*Set of tasks*
**a)** Please list every priest the text on Sacred Heart Church refers to with the title "Father."
**b)** Duplicate the passage from the text on Sacred Heart Church, starting with "But to really" and going on through "I can remember.".

*Text provided*
** START **

The original Hopedale High School, this building became Sacred Heart Church in 1935. The picture above is on a stone marker, made from a piece of the original foundation, and placed at the site of the former school and church.
                                                          Sacred Heart Church

   A little bit of undocumented history. I glanced at some of the literature at Church today and thought I saw something about how the Catholics of Hopedale decided about building a Catholic Church in town in 1935. The date is okay, but I'm not sure that's just how it happened.

   I think it was pretty much Father Jeremiah Riordan's idea, then pastor of St. Mary's in Milford, whose parish also included Hopedale and Mendon.  When Sacred Heart first opened in 1935 it consisted of both Hopedale and Mendon. At that time Father Riordan had two curates, Father John Donohue and Father Frances McCollough, who became the first and second pastors of Sacred Heart.  Of course this was all accomplished with the consent and support of the Bishop of Springfield, Bishop O'Leary. There was no Worcester Diocese in 1935. 

   But to really get back to all of this history, you have to get back to a
Mr. Roper, who lived on Freedom Street in that house about mid-way down the hill, with the fieldstone bottom story and also with a barn. He owned Roper's shop on Northrop Street, a four story brick building adjoining Hopedale Town Park. Mr. Roper died in 1916; I think his wife had already passed away.  St. Mary's owned that Roper residence as long as I can remember.

   Father David McGrath was pastor in Milford from about 1900 to 1920. (His funeral took place the day before Christmas, 1920.) After he died, Father Grace was Pastor of St. Mary's for three or four years until he died about 1923. Father Riordan came along about 1924. Father. Grace dedicated that brick St. Mary's Academy while he was pastor, I think. So just which pastor bought that Roper property is a little unclear but it could have been Father McGrath. I suppose the Bishop of Springfield was the real owner.

** END **

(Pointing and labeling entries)
** START **

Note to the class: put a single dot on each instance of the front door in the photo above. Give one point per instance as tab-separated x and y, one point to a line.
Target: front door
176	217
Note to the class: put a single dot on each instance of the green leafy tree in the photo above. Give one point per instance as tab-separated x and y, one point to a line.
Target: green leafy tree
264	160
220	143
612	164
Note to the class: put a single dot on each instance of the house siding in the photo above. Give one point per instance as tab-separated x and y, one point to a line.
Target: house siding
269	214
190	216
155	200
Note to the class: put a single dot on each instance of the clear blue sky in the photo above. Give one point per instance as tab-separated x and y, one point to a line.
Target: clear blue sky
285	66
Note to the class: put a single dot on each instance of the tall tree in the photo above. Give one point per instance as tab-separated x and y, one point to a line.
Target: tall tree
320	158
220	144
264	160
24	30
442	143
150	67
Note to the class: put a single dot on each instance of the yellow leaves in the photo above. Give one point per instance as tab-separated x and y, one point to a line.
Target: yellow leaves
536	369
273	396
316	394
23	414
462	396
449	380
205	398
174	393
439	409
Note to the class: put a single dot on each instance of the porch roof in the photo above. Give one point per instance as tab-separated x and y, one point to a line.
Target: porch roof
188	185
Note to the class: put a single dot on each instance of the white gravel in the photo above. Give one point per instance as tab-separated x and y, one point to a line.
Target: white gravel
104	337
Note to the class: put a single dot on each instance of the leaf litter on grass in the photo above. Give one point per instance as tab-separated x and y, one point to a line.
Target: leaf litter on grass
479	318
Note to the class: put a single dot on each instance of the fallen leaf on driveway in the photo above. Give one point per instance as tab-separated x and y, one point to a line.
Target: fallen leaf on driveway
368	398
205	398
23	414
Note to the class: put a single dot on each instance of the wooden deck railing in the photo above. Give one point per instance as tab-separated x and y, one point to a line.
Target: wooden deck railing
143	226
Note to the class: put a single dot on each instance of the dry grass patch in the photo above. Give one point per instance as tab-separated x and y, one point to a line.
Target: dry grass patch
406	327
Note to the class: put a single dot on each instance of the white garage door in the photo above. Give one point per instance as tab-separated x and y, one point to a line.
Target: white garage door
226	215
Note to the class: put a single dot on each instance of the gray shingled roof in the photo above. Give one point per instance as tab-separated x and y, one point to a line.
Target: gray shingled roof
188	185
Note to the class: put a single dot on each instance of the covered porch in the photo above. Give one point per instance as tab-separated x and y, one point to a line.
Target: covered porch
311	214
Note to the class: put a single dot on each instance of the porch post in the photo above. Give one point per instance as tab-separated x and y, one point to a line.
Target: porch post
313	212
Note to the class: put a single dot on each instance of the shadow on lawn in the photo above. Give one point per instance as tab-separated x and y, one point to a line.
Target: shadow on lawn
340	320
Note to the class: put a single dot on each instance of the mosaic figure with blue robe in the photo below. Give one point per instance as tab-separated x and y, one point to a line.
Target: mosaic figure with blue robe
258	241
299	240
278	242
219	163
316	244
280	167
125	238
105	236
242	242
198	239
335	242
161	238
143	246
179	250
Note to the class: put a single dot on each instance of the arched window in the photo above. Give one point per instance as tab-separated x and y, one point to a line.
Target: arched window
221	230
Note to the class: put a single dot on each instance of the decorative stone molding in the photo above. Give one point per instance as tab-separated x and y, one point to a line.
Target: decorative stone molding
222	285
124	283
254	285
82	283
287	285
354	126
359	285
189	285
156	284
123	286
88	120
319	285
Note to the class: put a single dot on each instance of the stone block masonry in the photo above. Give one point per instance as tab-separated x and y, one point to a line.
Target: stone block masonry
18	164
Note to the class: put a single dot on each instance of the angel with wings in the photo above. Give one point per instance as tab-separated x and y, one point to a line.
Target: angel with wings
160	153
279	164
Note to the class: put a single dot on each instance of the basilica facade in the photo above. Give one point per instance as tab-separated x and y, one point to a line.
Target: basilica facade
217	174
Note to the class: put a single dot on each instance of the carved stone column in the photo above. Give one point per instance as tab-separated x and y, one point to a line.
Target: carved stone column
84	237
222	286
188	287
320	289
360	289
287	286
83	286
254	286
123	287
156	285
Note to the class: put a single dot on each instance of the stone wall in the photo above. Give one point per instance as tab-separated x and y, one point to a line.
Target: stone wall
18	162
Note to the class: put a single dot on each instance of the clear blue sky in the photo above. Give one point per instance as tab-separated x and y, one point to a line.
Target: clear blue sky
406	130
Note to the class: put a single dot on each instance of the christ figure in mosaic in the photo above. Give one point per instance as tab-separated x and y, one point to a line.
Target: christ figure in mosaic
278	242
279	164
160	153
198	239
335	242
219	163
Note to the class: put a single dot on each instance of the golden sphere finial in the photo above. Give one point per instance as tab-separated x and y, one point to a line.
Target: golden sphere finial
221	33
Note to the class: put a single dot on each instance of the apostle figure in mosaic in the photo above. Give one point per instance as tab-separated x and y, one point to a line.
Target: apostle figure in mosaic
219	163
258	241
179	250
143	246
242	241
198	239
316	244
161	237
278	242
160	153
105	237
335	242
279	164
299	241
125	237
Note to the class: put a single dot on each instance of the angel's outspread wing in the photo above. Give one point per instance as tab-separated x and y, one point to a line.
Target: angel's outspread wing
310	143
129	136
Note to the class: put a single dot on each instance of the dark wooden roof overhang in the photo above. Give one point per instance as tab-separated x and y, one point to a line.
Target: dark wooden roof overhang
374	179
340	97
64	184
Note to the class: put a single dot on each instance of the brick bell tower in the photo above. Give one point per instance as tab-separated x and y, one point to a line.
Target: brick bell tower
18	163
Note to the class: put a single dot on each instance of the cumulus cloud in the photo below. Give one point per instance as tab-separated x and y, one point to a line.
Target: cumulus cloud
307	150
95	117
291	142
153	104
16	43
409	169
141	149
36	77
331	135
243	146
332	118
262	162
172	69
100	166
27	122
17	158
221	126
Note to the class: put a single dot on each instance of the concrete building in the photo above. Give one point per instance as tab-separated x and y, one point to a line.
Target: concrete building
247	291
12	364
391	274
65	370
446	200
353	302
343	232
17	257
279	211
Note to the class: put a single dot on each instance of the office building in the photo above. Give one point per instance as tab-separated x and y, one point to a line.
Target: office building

** END **

*In response*
**a)** Father Jeremiah Riordan, Father John Donohue, Father Frances McCollough, Father David McGrath, Father Grace

**b)**
But to really get back to all of this history, you have to get back to a
Mr. Roper, who lived on Freedom Street in that house about mid-way down the hill, with the fieldstone bottom story and also with a barn. He owned Roper's shop on Northrop Street, a four story brick building adjoining Hopedale Town Park. Mr. Roper died in 1916; I think his wife had already passed away.  St. Mary's owned that Roper residence as long as I can remember.